→ Texte fourni
· · · · ·

Enfin, la loi prévoit des dispositifs de péréquation afin de renforcer l'égalité entre collectivités.
Le projet de loi de finances pour 2005 s'inscrit pleinement dans ce cadre. Nous nous sommes tous largement exprimés hier et avant-hier lors de l'examen de la première partie du projet de loi de finances. Je serai donc bref.
S'agissant, en premier lieu, du financement des compétences transférées, la commission des lois a constaté que les fractions non modulables de la taxe spéciale sur les conventions d'assurances et du tarif de la taxe intérieure sur les produits pétroliers, respectivement attribuées aux départements et aux régions, ainsi que la taxe additionnelle à la taxe d'apprentissage créée en contrepartie d'une baisse de la dotation générale de décentralisation des régions constituaient des ressources propres au sens de la loi organique du 29 juillet 2004. C'est positif. Et de trois !
Elle a toutefois souhaité que les collectivités territoriales obtiennent rapidement la possibilité de les moduler, à la hausse ou à la baisse, l'autonomie fiscale constituant pour nous un fondement de la démocratie locale et un gage d'efficacité. Mon propos rejoint là celui de mon ami Michel Mercier.
Ce dernier et moi-même nous étions interrogés sur la constitutionnalité des dispositions du projet de loi de finances confiant au pouvoir réglementaire le soin de constater les fractions attribuées à chaque collectivité. Le Gouvernement et le Sénat ont pris en compte ces interrogations. Le texte de la loi s'en trouvera alourdi, mais sa sécurité juridique, améliorée. C'est positif.
Les concours financiers de l'Etat aux collectivités territoriales, hors fiscalité transférée, progresseront de 3 % pour atteindre un montant de 61, 4 milliards d'euros en 2005, alors que l'ensemble des dépenses de l'Etat subira un gel en euros constants. C'est positif. Et de quatre !

· · · · ·

[Extrait du jeu de données]
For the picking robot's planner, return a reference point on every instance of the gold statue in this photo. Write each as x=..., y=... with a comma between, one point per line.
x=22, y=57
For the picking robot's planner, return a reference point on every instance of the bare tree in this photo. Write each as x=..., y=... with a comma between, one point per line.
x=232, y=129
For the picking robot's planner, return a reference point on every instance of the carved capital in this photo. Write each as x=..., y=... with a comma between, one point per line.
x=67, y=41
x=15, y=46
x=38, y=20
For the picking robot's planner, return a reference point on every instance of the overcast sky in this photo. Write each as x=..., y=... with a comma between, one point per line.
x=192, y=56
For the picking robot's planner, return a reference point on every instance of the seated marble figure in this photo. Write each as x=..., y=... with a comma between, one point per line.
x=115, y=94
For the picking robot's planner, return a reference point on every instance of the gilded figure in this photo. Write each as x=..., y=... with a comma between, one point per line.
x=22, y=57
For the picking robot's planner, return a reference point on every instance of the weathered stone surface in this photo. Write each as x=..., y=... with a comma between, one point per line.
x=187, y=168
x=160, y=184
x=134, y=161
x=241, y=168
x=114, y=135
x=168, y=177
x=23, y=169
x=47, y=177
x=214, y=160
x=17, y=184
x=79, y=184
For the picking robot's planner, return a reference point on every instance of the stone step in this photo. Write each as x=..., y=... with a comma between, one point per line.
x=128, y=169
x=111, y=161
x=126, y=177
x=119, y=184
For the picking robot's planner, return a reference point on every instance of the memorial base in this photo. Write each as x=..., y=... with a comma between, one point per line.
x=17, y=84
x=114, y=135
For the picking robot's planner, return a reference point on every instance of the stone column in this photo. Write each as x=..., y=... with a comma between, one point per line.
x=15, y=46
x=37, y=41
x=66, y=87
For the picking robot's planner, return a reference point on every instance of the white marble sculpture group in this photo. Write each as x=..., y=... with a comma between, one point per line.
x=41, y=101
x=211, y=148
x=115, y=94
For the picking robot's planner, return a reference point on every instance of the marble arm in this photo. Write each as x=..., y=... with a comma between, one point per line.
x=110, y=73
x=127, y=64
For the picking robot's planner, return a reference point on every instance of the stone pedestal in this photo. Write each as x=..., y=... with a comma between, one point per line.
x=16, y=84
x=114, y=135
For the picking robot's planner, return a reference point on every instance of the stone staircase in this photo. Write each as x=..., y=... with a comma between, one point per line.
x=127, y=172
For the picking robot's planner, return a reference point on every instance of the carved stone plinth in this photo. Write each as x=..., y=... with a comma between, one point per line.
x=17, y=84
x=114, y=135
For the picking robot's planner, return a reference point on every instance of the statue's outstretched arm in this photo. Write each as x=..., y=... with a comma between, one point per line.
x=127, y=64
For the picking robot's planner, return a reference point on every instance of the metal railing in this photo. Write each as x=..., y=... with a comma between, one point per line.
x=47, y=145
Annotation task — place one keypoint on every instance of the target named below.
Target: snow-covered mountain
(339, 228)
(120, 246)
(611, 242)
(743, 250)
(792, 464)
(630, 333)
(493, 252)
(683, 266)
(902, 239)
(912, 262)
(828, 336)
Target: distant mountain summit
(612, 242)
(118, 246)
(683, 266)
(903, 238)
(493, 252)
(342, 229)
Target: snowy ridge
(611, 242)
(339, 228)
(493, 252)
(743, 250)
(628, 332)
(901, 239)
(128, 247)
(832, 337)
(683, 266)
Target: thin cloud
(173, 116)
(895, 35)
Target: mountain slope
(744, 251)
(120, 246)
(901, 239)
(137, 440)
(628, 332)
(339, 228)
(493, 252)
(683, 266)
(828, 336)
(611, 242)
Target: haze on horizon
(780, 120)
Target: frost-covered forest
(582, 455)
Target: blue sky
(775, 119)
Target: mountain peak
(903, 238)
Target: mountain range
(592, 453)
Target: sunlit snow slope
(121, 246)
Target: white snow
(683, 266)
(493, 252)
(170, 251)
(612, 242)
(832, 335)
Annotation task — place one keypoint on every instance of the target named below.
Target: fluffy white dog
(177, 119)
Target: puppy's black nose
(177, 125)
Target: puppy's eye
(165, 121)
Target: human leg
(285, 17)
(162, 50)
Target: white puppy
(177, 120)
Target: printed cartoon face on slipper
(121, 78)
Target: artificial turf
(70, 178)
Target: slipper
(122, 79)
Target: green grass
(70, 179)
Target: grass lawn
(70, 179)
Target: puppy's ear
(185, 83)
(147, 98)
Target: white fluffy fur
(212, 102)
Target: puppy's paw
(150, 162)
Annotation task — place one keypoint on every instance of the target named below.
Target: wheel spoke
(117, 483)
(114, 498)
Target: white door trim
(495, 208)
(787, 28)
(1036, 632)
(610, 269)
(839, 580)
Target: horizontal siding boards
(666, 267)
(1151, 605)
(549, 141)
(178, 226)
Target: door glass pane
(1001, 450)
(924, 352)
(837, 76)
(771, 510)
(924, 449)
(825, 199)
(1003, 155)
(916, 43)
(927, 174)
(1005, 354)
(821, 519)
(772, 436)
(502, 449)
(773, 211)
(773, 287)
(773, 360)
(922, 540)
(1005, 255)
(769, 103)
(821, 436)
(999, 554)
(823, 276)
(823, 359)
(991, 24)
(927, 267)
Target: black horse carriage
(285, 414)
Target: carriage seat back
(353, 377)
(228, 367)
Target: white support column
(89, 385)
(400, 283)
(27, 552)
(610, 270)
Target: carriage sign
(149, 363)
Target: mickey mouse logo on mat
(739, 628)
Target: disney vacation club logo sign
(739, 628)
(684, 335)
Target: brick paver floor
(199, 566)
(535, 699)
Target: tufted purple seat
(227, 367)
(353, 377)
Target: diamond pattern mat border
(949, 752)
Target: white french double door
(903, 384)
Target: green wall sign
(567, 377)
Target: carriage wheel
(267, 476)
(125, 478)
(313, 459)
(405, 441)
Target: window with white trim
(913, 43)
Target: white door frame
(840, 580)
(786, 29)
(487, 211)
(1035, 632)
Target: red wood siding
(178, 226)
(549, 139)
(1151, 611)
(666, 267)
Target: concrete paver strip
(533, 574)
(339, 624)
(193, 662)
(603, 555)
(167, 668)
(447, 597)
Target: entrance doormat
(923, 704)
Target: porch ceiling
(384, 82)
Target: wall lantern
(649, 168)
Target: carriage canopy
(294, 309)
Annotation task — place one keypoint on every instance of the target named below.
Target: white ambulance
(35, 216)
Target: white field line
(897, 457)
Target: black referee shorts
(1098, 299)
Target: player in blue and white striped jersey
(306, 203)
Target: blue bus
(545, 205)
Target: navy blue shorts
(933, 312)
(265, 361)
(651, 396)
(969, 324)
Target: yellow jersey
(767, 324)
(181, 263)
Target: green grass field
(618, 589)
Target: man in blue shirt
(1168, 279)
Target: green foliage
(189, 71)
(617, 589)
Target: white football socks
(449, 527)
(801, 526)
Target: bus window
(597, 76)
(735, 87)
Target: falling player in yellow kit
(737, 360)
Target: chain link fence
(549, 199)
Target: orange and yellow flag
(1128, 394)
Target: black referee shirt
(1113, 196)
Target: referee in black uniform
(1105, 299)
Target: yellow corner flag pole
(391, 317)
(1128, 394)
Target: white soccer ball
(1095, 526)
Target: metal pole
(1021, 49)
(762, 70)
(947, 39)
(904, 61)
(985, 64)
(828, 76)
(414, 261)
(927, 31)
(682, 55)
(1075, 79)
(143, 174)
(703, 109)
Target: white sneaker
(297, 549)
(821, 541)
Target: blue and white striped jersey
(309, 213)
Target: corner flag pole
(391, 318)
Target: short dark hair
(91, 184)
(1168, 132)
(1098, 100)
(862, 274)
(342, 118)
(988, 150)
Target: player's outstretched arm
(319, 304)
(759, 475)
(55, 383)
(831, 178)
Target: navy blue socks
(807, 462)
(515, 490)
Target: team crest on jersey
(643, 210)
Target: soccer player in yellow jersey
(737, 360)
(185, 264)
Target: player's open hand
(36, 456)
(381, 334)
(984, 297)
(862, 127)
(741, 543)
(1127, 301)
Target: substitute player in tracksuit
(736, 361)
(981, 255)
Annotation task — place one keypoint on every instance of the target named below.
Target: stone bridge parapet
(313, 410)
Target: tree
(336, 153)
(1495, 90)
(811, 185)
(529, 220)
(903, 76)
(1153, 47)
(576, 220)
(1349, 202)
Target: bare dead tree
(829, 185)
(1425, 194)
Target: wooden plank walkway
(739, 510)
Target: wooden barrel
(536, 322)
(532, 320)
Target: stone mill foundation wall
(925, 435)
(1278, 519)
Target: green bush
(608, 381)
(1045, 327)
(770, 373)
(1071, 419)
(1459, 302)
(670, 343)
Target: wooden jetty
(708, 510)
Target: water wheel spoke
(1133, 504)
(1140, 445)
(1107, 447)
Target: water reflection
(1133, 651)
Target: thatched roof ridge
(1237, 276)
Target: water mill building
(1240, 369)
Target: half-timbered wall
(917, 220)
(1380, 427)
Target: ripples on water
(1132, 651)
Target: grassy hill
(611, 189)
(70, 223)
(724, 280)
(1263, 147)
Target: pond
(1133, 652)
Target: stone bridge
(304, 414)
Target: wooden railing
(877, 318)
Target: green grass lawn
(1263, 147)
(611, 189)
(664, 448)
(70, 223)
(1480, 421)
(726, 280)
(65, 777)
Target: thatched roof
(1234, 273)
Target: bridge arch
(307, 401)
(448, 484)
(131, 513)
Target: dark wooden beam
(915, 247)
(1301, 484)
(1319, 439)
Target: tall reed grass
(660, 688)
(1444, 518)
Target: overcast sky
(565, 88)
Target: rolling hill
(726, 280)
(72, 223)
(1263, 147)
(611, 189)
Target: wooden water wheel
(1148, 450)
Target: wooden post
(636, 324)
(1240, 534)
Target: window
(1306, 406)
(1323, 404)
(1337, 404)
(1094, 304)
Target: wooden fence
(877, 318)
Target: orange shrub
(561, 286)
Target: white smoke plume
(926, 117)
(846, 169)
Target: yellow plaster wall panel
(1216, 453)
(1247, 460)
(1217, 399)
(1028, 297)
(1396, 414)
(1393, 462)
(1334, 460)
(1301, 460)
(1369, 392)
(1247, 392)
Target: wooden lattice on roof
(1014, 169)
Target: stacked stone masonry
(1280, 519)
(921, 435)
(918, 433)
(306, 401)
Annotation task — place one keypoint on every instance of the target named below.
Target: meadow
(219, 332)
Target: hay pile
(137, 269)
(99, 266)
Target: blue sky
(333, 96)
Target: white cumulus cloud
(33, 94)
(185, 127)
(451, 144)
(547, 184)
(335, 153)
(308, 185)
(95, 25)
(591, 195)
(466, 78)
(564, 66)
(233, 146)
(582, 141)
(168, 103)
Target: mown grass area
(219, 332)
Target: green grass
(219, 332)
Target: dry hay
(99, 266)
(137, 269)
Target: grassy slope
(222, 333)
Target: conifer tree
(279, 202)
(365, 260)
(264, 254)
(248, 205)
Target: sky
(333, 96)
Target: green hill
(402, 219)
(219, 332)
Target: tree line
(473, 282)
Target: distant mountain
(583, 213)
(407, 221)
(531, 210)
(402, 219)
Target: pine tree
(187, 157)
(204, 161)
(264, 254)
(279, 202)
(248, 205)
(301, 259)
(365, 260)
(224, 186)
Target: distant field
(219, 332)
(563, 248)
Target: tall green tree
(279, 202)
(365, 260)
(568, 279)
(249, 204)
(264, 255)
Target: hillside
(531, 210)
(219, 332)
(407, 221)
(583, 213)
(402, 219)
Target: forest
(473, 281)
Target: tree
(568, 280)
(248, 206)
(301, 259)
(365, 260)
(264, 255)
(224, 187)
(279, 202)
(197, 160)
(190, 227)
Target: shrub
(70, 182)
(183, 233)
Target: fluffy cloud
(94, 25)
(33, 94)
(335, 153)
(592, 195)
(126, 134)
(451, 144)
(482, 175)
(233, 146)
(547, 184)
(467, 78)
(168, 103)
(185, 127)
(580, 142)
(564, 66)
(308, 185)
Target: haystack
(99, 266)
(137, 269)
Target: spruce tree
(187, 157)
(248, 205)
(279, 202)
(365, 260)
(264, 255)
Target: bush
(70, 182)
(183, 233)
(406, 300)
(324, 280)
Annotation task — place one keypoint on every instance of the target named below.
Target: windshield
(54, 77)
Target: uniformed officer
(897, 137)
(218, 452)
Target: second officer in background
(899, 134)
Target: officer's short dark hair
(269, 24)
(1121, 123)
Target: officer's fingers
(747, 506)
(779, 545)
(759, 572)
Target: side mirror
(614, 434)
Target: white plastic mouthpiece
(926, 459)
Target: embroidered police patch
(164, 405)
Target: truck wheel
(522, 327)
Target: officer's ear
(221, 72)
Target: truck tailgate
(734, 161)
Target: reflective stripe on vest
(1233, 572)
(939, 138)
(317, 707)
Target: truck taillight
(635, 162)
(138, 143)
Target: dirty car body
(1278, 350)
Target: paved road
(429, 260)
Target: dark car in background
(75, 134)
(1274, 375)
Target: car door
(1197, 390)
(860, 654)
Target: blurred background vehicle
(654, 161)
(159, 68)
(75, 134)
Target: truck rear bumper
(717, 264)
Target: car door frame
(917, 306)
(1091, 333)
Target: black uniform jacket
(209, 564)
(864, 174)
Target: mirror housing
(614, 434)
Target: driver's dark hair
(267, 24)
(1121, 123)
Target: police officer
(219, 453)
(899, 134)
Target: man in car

· · · · ·

→ Exercices
a - Répondez aux questions suivantes à partir du texte fourni.
(i) Dans quel but la loi prévoit-elle des dispositifs de péréquation ?
(ii) Quelle est la date de la loi organique au sens de laquelle certaines taxes constituent des ressources propres ?
(iii) De quel pourcentage les concours financiers de l'État aux collectivités territoriales, hors fiscalité transférée, progresseront-ils ?
b - Relevez chaque ligne des données qui contient le mot "puppy", en respectant la casse.

→ Réponses
a -
(i) Afin de renforcer l'égalité entre collectivités.
(ii) Le 29 juillet 2004.
(iii) De 3 %.

b -
Target: puppy's black nose
Target: puppy's eye
Target: white puppy
Target: puppy's ear
Target: puppy's paw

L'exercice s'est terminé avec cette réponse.